## Text passage
_ _ _
Liquidity objectives for the Company can be expressed in terms of maintaining sufficient cash flows to meet both existing and unplanned obligations in a cost effective manner.  Adequate liquidity allows the Company to meet the demands of both the borrower and the depositor on a timely basis, as well as pursuing other business opportunities as they arise.  Thus, liquidity management embodies both an asset and liability aspect while attempting to maximize profitability. In order to provide for funds on a current and long-term basis, the Company’s subsidiary banks rely primarily on the following sources:

 
1.
Core deposits consisting of both consumer and commercial deposits and certificates of deposit of $100,000 or more.  Management believes that the majority of its $100,000 or more certificates of deposit are no more volatile than its other deposits.  This is due to the nature of the markets in which the subsidiaries operate.

 
2.
_ _ _
## Material supplied
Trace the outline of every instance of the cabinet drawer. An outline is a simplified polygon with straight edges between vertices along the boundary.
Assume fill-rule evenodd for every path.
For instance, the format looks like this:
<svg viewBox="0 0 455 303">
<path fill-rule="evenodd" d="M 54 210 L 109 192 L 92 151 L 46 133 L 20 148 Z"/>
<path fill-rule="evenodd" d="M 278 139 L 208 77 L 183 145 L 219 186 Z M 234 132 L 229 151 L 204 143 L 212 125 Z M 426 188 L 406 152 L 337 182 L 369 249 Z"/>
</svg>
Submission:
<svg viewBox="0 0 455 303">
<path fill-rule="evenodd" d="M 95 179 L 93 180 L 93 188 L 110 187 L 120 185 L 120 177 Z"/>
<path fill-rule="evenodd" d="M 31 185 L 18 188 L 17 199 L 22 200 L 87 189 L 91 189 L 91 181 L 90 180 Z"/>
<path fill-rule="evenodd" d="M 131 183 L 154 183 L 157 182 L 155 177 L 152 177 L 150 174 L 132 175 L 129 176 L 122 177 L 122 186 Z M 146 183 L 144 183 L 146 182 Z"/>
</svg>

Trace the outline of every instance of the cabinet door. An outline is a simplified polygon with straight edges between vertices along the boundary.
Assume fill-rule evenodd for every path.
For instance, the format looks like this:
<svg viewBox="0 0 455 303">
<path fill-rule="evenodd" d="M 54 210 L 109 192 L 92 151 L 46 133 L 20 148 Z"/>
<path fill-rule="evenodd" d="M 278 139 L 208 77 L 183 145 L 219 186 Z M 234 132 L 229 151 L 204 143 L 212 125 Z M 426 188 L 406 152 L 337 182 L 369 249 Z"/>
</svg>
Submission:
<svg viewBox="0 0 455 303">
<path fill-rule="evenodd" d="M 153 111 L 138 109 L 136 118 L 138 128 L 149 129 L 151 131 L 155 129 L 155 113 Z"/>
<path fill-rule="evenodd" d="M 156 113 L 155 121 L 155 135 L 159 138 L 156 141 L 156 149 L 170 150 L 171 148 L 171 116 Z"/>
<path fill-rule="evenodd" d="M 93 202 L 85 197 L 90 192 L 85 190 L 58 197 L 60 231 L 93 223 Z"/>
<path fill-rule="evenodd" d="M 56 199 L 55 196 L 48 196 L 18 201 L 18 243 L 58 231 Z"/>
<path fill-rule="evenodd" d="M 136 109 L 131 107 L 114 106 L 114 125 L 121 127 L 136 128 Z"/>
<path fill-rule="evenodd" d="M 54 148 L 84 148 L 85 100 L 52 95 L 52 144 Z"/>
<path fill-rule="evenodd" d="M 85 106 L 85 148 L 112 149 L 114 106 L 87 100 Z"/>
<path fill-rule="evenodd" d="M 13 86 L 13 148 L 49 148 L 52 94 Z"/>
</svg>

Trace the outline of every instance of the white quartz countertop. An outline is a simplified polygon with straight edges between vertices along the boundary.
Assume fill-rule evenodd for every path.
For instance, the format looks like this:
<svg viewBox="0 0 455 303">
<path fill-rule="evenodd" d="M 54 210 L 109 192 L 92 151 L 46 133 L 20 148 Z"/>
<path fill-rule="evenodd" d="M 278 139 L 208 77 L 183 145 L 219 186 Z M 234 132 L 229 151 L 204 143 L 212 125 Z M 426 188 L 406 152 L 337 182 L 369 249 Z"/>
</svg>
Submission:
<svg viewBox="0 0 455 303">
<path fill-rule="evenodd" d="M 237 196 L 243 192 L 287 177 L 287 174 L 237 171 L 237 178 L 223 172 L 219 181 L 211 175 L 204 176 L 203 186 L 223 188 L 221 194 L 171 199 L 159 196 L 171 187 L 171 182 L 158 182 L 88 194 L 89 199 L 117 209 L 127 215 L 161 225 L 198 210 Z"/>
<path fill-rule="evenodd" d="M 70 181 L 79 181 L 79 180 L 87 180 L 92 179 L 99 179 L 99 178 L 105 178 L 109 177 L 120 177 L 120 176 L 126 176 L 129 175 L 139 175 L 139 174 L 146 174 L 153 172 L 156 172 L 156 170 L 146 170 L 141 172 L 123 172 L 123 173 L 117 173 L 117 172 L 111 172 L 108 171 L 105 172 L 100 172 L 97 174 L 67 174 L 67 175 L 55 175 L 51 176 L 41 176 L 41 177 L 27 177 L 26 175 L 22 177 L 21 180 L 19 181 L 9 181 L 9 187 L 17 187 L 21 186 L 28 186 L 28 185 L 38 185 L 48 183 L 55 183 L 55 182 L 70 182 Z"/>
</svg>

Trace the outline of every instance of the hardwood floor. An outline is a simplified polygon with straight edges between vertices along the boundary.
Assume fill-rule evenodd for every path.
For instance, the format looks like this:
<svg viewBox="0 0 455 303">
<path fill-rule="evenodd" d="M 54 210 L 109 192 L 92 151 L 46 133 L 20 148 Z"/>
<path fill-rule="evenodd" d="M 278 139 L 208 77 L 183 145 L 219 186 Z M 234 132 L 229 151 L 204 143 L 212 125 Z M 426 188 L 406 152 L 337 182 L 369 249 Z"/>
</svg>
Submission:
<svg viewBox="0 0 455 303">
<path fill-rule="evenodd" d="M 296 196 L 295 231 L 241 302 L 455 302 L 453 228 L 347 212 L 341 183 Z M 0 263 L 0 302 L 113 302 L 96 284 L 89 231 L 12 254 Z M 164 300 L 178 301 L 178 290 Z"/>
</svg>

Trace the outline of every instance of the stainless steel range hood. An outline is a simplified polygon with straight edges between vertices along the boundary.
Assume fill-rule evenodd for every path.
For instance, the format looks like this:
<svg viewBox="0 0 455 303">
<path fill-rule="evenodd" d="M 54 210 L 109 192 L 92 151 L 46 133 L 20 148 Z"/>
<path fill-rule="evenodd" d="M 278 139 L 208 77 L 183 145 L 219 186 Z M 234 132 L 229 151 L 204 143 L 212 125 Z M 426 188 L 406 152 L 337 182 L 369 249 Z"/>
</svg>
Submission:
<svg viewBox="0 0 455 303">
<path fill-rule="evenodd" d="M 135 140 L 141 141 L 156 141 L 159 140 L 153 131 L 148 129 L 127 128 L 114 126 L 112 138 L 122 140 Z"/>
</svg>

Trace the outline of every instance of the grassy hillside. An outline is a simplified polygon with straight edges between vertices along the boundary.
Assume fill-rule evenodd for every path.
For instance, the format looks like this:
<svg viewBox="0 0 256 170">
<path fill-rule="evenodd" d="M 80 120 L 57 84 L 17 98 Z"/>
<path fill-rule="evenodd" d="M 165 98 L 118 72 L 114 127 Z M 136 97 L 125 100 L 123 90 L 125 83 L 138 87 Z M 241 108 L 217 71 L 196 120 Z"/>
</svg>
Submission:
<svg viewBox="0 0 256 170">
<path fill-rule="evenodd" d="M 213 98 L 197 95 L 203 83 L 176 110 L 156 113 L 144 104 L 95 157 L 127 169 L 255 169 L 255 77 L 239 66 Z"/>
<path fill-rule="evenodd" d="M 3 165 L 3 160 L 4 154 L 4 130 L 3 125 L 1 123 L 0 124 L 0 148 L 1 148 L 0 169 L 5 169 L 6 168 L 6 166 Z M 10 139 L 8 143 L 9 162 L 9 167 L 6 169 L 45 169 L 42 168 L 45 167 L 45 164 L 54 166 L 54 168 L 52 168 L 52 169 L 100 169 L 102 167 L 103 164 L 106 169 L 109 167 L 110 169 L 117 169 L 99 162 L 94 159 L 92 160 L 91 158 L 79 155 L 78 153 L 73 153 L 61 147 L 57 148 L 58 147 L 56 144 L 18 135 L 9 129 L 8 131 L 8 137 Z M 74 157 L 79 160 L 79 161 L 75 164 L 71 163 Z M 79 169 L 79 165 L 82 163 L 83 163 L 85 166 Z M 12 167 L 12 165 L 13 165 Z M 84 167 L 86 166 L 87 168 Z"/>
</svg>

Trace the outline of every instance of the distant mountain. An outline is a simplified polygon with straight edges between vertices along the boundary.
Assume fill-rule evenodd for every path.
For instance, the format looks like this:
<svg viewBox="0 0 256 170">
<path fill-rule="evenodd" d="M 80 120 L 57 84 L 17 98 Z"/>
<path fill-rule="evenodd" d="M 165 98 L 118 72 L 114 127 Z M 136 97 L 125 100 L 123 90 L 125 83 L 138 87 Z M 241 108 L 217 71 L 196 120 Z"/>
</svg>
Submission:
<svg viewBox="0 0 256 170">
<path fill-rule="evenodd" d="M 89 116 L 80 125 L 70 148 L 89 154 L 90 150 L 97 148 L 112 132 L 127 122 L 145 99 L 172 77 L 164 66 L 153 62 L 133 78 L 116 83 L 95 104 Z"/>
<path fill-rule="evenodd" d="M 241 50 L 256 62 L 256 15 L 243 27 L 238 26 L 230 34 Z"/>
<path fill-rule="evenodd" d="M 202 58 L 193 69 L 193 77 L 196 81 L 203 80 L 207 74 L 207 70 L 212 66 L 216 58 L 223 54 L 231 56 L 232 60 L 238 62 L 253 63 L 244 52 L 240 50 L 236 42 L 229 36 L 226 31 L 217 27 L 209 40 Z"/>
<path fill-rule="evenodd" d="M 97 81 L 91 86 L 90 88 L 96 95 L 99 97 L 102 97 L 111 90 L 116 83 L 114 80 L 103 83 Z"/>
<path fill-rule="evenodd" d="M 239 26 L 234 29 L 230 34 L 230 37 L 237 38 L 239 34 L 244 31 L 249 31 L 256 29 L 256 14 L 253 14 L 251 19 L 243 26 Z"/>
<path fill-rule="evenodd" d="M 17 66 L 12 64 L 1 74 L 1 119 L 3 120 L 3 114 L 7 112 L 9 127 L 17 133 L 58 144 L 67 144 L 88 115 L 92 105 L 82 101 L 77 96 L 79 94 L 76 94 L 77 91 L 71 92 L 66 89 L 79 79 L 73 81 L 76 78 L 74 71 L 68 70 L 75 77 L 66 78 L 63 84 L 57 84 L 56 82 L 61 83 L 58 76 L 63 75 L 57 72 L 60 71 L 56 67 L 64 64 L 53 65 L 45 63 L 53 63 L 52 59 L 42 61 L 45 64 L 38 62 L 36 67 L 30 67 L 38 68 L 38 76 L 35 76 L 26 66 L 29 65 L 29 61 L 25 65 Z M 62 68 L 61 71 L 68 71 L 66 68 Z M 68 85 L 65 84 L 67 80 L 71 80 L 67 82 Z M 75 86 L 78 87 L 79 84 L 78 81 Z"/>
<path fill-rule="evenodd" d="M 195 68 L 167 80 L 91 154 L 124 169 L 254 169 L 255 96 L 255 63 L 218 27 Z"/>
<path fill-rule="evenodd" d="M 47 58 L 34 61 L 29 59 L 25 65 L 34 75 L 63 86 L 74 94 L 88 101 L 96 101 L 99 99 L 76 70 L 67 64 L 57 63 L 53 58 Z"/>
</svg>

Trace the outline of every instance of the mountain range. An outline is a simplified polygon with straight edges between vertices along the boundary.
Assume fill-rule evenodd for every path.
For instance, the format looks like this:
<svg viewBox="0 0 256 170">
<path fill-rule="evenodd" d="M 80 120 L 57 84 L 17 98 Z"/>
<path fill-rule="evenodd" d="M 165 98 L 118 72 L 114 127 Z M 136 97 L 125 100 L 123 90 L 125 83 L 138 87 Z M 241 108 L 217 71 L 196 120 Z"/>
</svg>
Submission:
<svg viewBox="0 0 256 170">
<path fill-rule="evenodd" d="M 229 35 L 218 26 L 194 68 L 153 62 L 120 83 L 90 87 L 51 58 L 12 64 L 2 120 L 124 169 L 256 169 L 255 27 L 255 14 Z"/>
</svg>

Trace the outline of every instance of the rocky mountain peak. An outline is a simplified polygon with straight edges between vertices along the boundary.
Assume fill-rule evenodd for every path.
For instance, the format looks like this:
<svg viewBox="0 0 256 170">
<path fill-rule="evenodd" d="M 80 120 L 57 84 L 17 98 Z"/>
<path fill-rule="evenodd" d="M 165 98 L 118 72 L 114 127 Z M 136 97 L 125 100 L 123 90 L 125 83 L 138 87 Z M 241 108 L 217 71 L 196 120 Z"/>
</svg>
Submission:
_ _ _
Reproduce the liquidity passage word for word, starting at "Core deposits consisting" and ending at "the subsidiaries operate.". The material has no connection to the passage on liquidity.

## Answer for the task
Core deposits consisting of both consumer and commercial deposits and certificates of deposit of $100,000 or more.  Management believes that the majority of its $100,000 or more certificates of deposit are no more volatile than its other deposits.  This is due to the nature of the markets in which the subsidiaries operate.